Informations générales
Événement : 82e congrès de l'Acfas
Type : Colloque
Section : Section 400 - Sciences sociales
Description :Quels sont les apports des femmes racisées à la recherche féministe? Cette rencontre du Réseau québécois en études féministes vise à explorer les différentes facettes de la réalité de la recherche féministe au Québec en lien avec les femmes racisées, et à en rendre compte. Dans un premier temps, le colloque s’intéresse à la contribution qu’apportent les femmes racisées à la recherche féministe au Québec : où sont-elles, sur quels sujets travaillent-elles, comment contribuent-elles à l’analyse féministe au Québec? Dans un second temps, l’objectif est de donner la parole à l’ensemble des chercheures féministes qui travaillent sur les femmes racisées au Québec et de cerner les problématiques, questions et enjeux qui émergent de leur démarche. Dans quels termes la recherche féministe produite au Québec aborde-t-elle les femmes racisées? Quels sont les principaux axes de recherche? En quoi le fait de porter attention au processus de racialisation permet-il de générer de nouvelles connaissances sur les réalités des femmes en recherche et des femmes comme sujets de la recherche? Y a-t-il des réticences à l’élargissement du sujet-femme au centre du féminisme québécois? Le colloque entend faire un bilan de la contribution des travaux par et sur les femmes racisées à la recherche féministe au Québec. Comment cette recherche contribue-t-elle à enrichir les connaissances sur les femmes et sur la société québécoise? Par le biais de ce colloque nous aimerions mettre en lumière les nouvelles perspectives d’analyse qui émanent de ces travaux et leur contribution à l’enrichissement des études féministes au Québec. En quoi les perspectives intersectionnelles, antiracistes et postcoloniales viennent-elles éclairer les débats et quelles sont les limites de ces approches? Comment le « Black feminism », le féminisme musulman et le féminisme autochtone sont-ils reçus par le féminisme québécois ?

Données fournies:
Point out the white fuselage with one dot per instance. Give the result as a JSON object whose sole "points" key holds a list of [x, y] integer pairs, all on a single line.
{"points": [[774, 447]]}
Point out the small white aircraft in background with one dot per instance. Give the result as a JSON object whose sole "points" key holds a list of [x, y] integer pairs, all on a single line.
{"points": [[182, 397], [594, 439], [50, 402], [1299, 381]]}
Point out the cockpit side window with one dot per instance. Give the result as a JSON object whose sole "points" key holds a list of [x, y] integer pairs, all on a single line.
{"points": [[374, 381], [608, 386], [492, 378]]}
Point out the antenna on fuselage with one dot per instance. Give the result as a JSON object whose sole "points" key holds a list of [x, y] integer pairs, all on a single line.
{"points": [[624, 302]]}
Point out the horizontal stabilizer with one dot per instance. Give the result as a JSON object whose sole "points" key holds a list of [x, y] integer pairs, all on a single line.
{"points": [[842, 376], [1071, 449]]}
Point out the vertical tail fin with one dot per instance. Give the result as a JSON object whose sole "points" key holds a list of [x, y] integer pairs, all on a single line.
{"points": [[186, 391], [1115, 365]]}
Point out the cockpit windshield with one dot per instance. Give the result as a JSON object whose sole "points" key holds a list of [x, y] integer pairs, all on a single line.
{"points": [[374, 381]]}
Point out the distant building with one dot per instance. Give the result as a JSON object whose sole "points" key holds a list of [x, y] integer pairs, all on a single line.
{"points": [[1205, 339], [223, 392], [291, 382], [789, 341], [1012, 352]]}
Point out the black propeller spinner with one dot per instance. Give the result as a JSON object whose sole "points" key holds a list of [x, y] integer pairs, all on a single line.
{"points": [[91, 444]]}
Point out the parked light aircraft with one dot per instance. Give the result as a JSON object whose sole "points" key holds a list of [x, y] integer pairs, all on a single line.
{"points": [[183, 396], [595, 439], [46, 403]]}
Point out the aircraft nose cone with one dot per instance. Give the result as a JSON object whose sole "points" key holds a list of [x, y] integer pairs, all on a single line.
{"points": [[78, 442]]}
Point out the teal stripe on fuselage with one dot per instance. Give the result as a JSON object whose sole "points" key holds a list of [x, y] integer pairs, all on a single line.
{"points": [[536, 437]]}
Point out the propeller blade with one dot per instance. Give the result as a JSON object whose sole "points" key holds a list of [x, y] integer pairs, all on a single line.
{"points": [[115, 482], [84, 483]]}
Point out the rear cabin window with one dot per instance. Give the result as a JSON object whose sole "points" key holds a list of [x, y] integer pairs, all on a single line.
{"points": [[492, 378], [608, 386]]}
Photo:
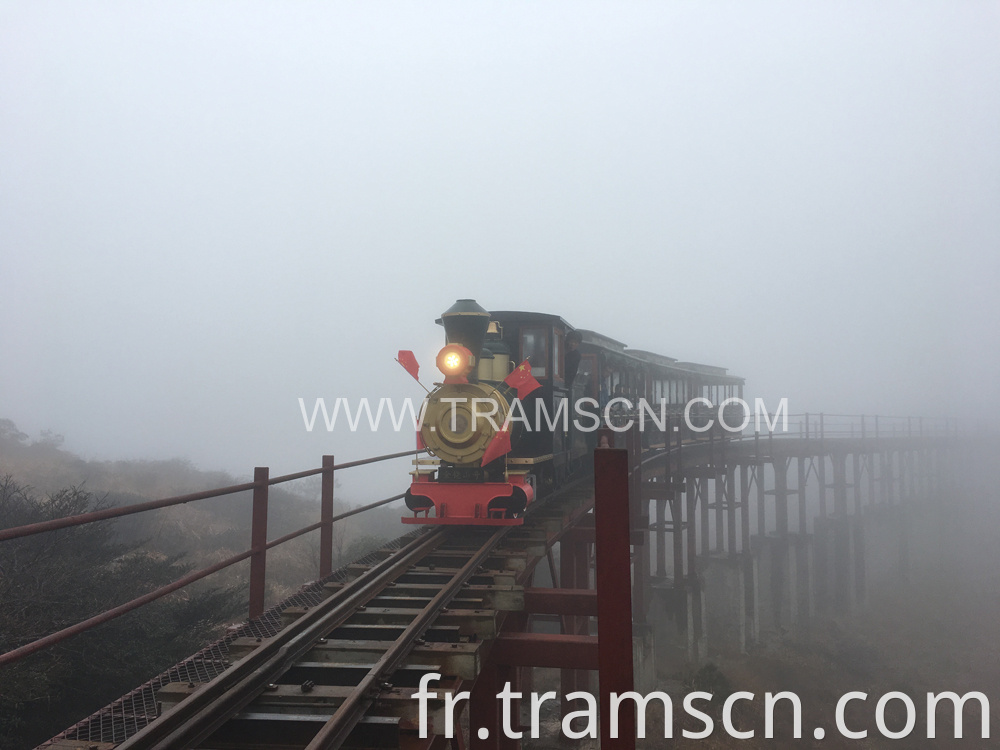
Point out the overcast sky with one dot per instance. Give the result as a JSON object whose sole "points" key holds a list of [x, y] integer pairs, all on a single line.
{"points": [[210, 210]]}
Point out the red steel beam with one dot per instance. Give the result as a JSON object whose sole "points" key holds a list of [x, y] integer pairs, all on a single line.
{"points": [[546, 650], [581, 602]]}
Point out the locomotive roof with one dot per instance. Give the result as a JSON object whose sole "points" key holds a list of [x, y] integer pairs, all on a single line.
{"points": [[707, 373]]}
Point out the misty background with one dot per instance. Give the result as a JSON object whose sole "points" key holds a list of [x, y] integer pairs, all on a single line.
{"points": [[208, 211]]}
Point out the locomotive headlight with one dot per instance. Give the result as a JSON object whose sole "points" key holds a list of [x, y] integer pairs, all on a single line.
{"points": [[455, 361]]}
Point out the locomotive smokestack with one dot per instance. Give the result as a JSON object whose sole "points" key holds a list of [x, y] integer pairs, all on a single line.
{"points": [[465, 323]]}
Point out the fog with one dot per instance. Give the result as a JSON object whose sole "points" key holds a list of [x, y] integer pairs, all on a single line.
{"points": [[209, 211]]}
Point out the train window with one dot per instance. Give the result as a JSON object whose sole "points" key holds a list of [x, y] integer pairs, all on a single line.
{"points": [[535, 346], [557, 358], [585, 376]]}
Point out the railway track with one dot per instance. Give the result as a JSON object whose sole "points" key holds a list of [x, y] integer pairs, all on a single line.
{"points": [[342, 673], [303, 681]]}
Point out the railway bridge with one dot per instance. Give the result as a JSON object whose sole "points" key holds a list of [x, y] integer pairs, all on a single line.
{"points": [[666, 554]]}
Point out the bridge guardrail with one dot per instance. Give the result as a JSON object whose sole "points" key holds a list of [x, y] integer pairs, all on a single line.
{"points": [[257, 553]]}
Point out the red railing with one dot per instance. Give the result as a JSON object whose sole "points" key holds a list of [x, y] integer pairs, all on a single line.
{"points": [[258, 541]]}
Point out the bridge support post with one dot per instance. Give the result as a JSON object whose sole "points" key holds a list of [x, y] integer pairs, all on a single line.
{"points": [[326, 518], [614, 593], [258, 541]]}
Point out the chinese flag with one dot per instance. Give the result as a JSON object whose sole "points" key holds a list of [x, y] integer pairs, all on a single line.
{"points": [[522, 379], [409, 363], [499, 446]]}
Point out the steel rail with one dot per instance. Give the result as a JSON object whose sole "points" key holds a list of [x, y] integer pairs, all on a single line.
{"points": [[336, 730], [200, 714], [139, 601]]}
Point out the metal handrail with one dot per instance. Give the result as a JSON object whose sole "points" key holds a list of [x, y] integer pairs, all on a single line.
{"points": [[256, 553]]}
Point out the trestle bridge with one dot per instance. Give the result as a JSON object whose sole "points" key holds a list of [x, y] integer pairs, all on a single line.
{"points": [[666, 554]]}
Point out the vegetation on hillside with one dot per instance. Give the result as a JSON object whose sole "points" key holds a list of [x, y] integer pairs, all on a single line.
{"points": [[53, 580]]}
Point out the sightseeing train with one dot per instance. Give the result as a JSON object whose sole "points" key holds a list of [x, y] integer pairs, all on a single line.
{"points": [[524, 401]]}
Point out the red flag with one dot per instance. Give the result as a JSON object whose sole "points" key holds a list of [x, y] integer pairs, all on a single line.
{"points": [[499, 446], [522, 379], [409, 363]]}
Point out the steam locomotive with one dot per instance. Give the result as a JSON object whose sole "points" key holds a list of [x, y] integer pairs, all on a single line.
{"points": [[524, 399]]}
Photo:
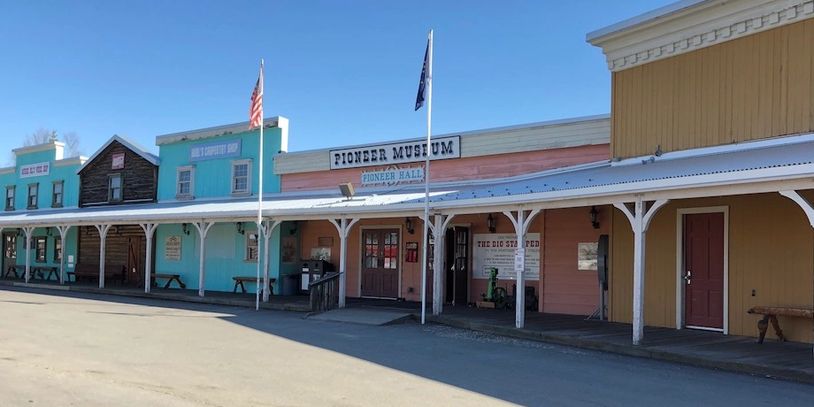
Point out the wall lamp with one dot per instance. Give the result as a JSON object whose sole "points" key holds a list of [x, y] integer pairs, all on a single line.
{"points": [[594, 217]]}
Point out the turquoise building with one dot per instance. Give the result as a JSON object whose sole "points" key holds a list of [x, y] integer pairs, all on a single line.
{"points": [[42, 180], [219, 164]]}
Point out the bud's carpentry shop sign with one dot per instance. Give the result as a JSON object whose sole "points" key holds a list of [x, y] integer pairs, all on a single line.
{"points": [[395, 153]]}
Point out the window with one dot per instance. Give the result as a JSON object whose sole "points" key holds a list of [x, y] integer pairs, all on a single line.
{"points": [[10, 198], [56, 195], [57, 249], [33, 192], [114, 193], [186, 183], [251, 247], [240, 177], [41, 247]]}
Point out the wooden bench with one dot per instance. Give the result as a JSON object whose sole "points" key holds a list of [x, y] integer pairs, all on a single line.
{"points": [[253, 279], [91, 272], [770, 314], [170, 278]]}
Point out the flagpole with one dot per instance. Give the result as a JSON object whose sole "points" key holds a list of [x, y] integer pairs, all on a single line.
{"points": [[427, 185], [260, 191]]}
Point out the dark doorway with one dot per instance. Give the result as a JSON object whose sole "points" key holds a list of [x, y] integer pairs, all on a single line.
{"points": [[457, 265], [9, 250], [380, 263], [704, 270]]}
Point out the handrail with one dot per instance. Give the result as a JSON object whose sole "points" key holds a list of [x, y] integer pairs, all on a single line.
{"points": [[325, 292]]}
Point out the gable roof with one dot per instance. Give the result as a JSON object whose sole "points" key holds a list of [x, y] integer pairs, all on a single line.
{"points": [[151, 158]]}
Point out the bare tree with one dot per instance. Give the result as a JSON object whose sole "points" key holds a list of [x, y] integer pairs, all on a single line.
{"points": [[43, 135], [71, 140]]}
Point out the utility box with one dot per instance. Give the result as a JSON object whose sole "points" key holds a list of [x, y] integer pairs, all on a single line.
{"points": [[311, 271]]}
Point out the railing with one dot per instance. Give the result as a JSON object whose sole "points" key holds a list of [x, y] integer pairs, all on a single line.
{"points": [[325, 292]]}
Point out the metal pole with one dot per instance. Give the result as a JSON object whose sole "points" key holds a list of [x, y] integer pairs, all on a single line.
{"points": [[427, 186], [260, 194]]}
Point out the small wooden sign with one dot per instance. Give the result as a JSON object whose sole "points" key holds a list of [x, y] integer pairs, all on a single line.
{"points": [[172, 248], [118, 161]]}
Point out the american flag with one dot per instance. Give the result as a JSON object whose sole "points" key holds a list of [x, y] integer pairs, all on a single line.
{"points": [[256, 107]]}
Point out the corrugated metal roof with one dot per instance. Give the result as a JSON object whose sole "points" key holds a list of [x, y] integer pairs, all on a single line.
{"points": [[791, 160]]}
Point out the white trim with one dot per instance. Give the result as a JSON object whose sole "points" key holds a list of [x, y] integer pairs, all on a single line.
{"points": [[191, 195], [209, 132], [680, 212], [691, 25], [362, 228], [248, 190], [720, 149]]}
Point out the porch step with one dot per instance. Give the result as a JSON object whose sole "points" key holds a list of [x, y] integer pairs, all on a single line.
{"points": [[363, 316]]}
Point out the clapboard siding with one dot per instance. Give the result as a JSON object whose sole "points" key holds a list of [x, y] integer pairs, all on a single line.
{"points": [[536, 137], [139, 177], [754, 87]]}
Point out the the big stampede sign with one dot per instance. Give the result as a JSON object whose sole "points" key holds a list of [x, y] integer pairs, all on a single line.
{"points": [[395, 153]]}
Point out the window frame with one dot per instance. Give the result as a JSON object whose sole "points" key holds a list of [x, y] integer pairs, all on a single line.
{"points": [[13, 190], [248, 190], [37, 257], [110, 178], [178, 171], [36, 196], [60, 203], [247, 247]]}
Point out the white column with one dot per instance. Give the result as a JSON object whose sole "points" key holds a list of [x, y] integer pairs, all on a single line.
{"points": [[102, 237], [267, 230], [28, 230], [521, 221], [639, 222], [149, 231], [203, 228], [805, 205], [343, 226], [439, 230], [63, 235]]}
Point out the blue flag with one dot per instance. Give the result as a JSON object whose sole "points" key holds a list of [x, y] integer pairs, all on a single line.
{"points": [[422, 82]]}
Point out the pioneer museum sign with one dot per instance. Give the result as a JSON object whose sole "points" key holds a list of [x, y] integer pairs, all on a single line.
{"points": [[395, 153]]}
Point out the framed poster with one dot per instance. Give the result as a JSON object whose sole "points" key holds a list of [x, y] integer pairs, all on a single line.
{"points": [[118, 161], [587, 256], [172, 248]]}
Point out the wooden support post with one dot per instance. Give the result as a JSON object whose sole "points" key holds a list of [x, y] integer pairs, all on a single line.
{"points": [[639, 221], [203, 228], [28, 230], [343, 226], [438, 229], [267, 229], [102, 237], [149, 231], [521, 219], [808, 209], [63, 235]]}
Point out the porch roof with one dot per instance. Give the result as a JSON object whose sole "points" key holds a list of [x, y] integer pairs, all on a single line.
{"points": [[764, 166]]}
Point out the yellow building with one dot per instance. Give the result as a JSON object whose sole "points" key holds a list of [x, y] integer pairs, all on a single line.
{"points": [[719, 79]]}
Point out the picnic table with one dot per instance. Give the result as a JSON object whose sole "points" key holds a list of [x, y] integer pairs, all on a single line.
{"points": [[770, 314], [239, 280], [170, 278]]}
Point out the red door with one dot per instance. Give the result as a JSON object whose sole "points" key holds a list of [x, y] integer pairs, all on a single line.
{"points": [[380, 265], [704, 270]]}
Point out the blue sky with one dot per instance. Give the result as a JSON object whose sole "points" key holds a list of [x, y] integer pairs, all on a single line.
{"points": [[343, 72]]}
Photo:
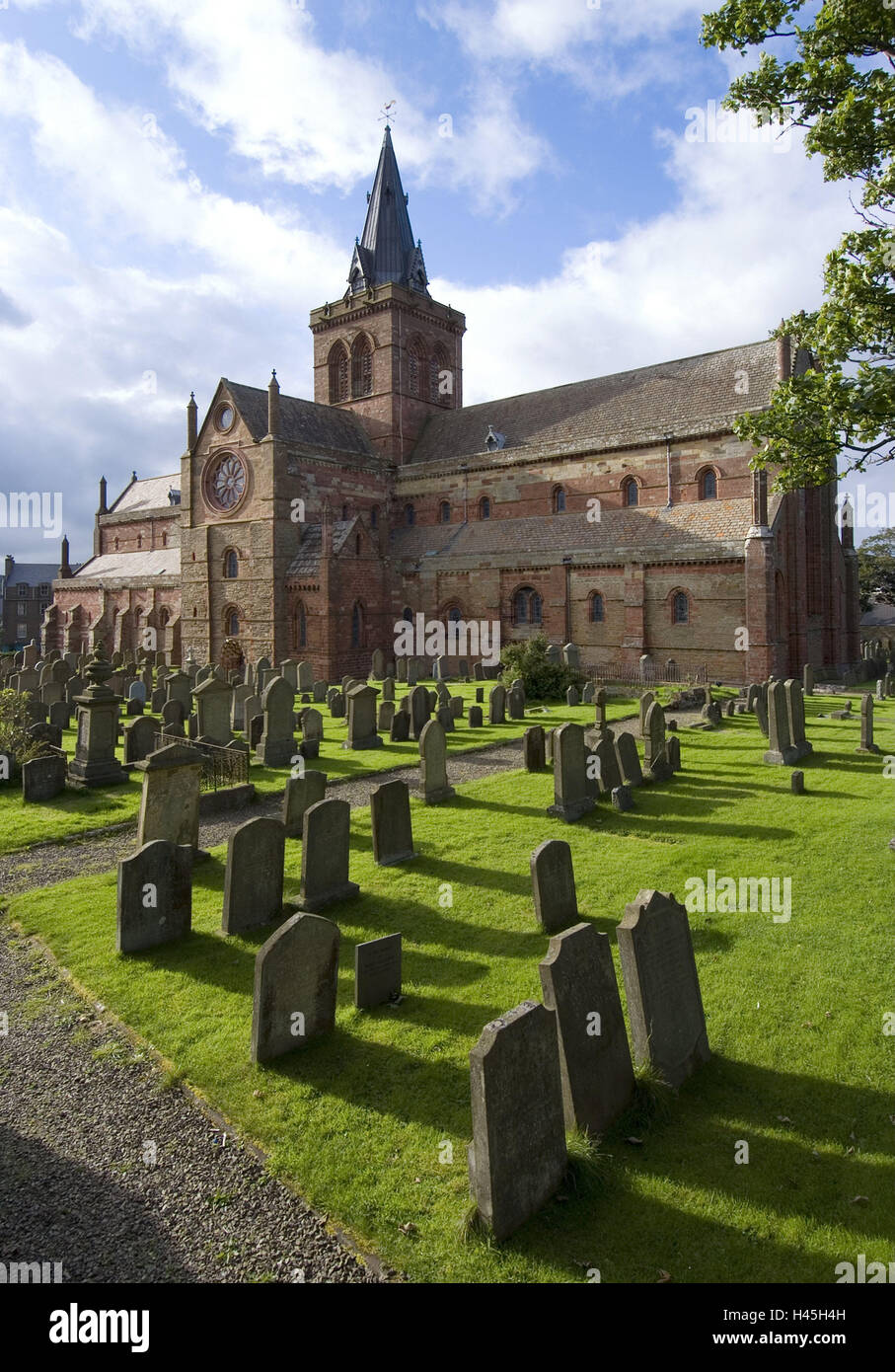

Consigne: Reformulez sous forme de liste concise le paragraphe du texte qui commence par « Description :Quels sont les apports des femmes racisées », en conservant ses faits principaux. Les lignes fournies ne sont pas nécessaires pour ce travail.

Réponse:
- Rencontre du Réseau québécois en études féministes sur les apports des femmes racisées à la recherche féministe au Québec.
- Premier volet : la contribution des femmes racisées à cette recherche. Le colloque examine où elles se trouvent, sur quels sujets elles travaillent et comment elles contribuent à l'analyse féministe.
- Second volet : la parole est donnée aux chercheures féministes qui travaillent sur les femmes racisées, afin de cerner les problématiques et les enjeux de leur démarche. Ce volet porte sur les termes employés, les axes de recherche, l'apport de l'attention à la racialisation et les réticences à élargir le sujet-femme.
- Objectif : dresser le bilan de ces travaux et mettre en lumière les nouvelles perspectives d'analyse qui en émanent.
- Autres questions abordées :
  - l'éclairage et les limites des perspectives intersectionnelles, antiracistes et postcoloniales ;
  - la réception du « Black feminism », du féminisme musulman et du féminisme autochtone par le féminisme québécois.